Задание A ->
Какая доля людей в отрывке о внимании и причинности соглашалась пропустить экономиста вперед за 3 доллара?
Задание B ->
Допишите отрывок о внимании и причинности, начав сразу после его последнего предложения.

Выбранный отрывок ->
---------------
Значит, как ни иронично, главный пиар-эффект программы прикомандированных репортеров, похоже, был побочным – и притом скрытым. Он явился неожиданным вторичным результатом решения освещать войну микроскопически, а не макроскопически (Примечание 24).
* * *
Привлечение избирательного внимания к благоприятному типу информации не только помогает принять определенное решение. Как мы поняли, люди не распознавали последствия управления фоновой информацией и склонения их к односторонней оценке. С помощью такого замаскированного влияния методы, призванные направлять внимание, могут быть особенно эффективными в качестве инструментов пре-убеждения. Но для этого существует и иная причина.
Глава 4
Что в фокусе – то и есть причина
Неудивительно, что мы придаем повышенное значение факторам, которые завладевают нашим вниманием. Мы также приписываем им причинность, или каузальность. Поэтому направленное внимание наделяет все, что в фокусе, особой изначальной весомостью. Оно придает ему статус причины, статус ответа на важнейший из человеческих вопросов – «почему?».
Поскольку нам свойственно уделять особое внимание причинным факторам, если мы ловим себя на том, что уделяем пристальное внимание какому-то фактору, то с большей вероятностью начинаем думать о нем как о причине.
Возьмем денежные платежи. Поскольку количество денег – неотъемлемая черта сделок («я заплачу тебе Х, когда ты сделаешь У»), мы склонны делать вывод, что мотивом данного акта был платеж, хотя в действительности им мог быть какой-то другой, менее заметный фактор. Особенно этому предубеждению подвержены экономисты, поскольку денежные аспекты ситуации повелевают их вниманием.
Когда экономист Гарвардской бизнес-школы Феликс Оберхольцер-Ги обращался к людям, стоявшим в очередях в нескольких разных местах, и предлагал им деньги за позволение вклиниться в очередь перед ними, он понимал, что экономически обоснованная модель предсказала бы: чем больше денег он предложит, тем больше людей согласятся на эту сделку. Именно это он и обнаружил: половина людей, которым он предлагал 1 доллар, соглашалась пропустить его вперед; 65 процентов соглашались, если он предлагал 3 доллара; уровень согласия подскочил до 75 и 76 процентов соответственно, когда он предлагал более крупные суммы – 5 и 10 долларов.
---------------
Записи набора данных ->
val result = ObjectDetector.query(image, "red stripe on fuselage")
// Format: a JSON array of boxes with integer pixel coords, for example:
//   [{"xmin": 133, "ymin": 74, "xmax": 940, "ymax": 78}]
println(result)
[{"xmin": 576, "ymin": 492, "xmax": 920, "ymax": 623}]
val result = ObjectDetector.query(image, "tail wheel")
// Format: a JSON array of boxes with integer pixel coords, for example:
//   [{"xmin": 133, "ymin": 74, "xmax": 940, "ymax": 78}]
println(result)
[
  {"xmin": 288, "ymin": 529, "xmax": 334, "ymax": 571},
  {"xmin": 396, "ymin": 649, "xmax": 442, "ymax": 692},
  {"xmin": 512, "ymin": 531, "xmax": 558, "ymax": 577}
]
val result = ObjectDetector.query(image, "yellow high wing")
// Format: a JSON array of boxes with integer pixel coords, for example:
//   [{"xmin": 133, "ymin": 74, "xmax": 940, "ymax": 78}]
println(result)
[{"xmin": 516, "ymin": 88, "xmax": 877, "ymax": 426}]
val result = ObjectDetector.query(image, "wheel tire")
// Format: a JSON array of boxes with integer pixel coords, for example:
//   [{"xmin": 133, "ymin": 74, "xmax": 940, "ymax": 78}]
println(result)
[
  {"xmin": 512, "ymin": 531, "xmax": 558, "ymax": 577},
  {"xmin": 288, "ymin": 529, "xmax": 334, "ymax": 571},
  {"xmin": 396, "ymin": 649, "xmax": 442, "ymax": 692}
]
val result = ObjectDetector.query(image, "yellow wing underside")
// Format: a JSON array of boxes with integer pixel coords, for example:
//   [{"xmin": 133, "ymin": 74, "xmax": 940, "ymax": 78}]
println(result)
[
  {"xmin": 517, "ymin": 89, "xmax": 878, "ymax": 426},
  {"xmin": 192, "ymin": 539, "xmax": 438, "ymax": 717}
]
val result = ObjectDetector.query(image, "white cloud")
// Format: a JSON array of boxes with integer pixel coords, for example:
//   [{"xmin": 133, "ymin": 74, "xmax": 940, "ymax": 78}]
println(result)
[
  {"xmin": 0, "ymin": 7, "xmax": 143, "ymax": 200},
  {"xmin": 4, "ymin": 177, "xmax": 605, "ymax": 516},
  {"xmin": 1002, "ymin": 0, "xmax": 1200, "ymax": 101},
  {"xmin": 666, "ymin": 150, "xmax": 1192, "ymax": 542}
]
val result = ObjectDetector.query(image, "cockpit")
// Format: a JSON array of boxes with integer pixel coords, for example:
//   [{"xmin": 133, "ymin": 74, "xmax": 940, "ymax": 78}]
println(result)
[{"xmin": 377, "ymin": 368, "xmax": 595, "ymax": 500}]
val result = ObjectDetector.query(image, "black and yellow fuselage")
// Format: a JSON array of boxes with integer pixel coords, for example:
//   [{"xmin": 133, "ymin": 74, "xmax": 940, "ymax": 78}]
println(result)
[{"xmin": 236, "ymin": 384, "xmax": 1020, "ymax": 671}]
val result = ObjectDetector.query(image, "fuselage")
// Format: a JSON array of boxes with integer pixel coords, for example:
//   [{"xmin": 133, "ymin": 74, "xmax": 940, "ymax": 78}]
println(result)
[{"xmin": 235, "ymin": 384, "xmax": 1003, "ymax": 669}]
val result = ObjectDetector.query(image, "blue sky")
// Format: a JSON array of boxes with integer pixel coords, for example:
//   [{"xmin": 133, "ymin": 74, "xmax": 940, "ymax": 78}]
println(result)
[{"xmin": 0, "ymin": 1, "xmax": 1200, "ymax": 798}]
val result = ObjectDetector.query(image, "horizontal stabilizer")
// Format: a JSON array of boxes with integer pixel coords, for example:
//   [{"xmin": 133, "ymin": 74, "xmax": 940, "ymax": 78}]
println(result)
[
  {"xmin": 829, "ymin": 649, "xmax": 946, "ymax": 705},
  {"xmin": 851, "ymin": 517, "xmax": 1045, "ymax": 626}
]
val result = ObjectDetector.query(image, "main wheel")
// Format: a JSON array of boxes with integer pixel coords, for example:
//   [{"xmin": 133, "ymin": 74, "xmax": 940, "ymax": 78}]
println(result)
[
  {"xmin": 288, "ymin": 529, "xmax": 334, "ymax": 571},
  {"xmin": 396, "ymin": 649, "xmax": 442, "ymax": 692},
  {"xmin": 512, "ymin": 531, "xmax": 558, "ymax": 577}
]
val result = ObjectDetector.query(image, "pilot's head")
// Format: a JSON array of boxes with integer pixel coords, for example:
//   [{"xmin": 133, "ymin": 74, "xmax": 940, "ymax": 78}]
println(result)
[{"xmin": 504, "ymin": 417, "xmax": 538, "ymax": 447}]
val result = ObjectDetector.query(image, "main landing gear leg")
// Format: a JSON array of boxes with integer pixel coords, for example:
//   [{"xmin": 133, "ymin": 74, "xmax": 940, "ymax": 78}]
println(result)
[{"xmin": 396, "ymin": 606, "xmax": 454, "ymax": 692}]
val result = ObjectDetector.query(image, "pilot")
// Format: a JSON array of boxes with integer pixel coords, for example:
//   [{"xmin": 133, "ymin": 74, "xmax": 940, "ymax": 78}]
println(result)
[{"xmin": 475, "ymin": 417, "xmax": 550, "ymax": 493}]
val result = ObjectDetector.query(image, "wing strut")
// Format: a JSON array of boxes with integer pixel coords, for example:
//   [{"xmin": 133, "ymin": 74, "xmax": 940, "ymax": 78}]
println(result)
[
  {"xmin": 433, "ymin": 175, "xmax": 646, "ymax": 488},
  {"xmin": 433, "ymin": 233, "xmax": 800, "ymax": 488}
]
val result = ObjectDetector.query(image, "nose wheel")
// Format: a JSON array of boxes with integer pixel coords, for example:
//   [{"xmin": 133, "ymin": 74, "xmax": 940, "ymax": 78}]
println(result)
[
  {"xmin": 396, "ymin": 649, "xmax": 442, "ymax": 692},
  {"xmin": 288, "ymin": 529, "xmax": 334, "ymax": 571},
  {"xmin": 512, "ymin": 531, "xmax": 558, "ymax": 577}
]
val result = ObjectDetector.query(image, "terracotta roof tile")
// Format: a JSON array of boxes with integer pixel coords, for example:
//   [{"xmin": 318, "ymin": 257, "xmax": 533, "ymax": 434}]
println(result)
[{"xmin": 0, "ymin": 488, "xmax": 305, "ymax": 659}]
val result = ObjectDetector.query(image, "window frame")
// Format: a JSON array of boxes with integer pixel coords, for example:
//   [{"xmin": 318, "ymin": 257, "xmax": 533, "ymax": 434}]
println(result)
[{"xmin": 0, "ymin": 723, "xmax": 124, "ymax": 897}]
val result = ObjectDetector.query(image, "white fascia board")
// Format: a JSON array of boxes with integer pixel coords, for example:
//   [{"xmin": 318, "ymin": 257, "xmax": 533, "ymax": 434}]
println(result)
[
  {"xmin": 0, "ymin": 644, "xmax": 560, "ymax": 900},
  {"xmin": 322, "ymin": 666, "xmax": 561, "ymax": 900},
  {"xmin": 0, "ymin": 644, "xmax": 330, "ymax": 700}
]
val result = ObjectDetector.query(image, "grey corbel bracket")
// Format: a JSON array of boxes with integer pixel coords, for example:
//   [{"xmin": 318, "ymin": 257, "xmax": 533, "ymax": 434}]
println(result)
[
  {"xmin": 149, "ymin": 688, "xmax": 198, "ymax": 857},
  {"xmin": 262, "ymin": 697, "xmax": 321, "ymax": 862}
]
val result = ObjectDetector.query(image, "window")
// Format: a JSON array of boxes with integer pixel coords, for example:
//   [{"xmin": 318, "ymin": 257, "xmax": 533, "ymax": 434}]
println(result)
---------------
Ваш ответ A ->
65 процентов.

Ваш ответ B ->
Согласно классической экономической теории, которая превращает в священную корову корысть как первопричину человеческого поведения, более крупные суммы убеждали людей согласиться на сделку ради собственного финансового блага. Как мог любой свидетель этой транзакции сомневаться в этом? Причина – денежная выгода, не так ли? Никаких сюрпризов, верно? Действительно верно, если не считать одного дополнения, которое противоречит всей этой логике: почти никто не взял денег.
«Ничего себе, – должно быть, думал про себя Оберххольцер-Ги, – вот странность!» В полученных им данных возник ряд странностей, по крайней мере на взгляд приверженцев идеи о материальной выгоде как главной причине человеческих поступков. Например, хотя более весомый денежный стимул увеличивал шансы человека вклиниться в очередь, он не увеличивал вероятность принятия платежа теми, кто ему уступал. Более выгодные сделки с большей вероятностью побуждали людей пожертвовать своим местом в очереди, но компенсации они не принимали.
Чтобы объяснить свои открытия, Оберхольцер-Ги отступил от явных экономических факторов в сторону скрытого фактора – обязанности помогать нуждающимся, которую ощущали эти люди.
Это ощущение логически вытекает из нормы помощи, которую бихевиористы называют нормой социальной ответственности. Она констатирует, что нам следует помогать нуждающимся в помощи пропорционально степени их потребности.
Многолетние исследования показывают:
чем больше человек нуждается в нашей помощи, тем более обязанными мы чувствуем себя обеспечить ее и тем более виноватыми – если не обеспечиваем и с тем большей вероятностью стараемся помочь.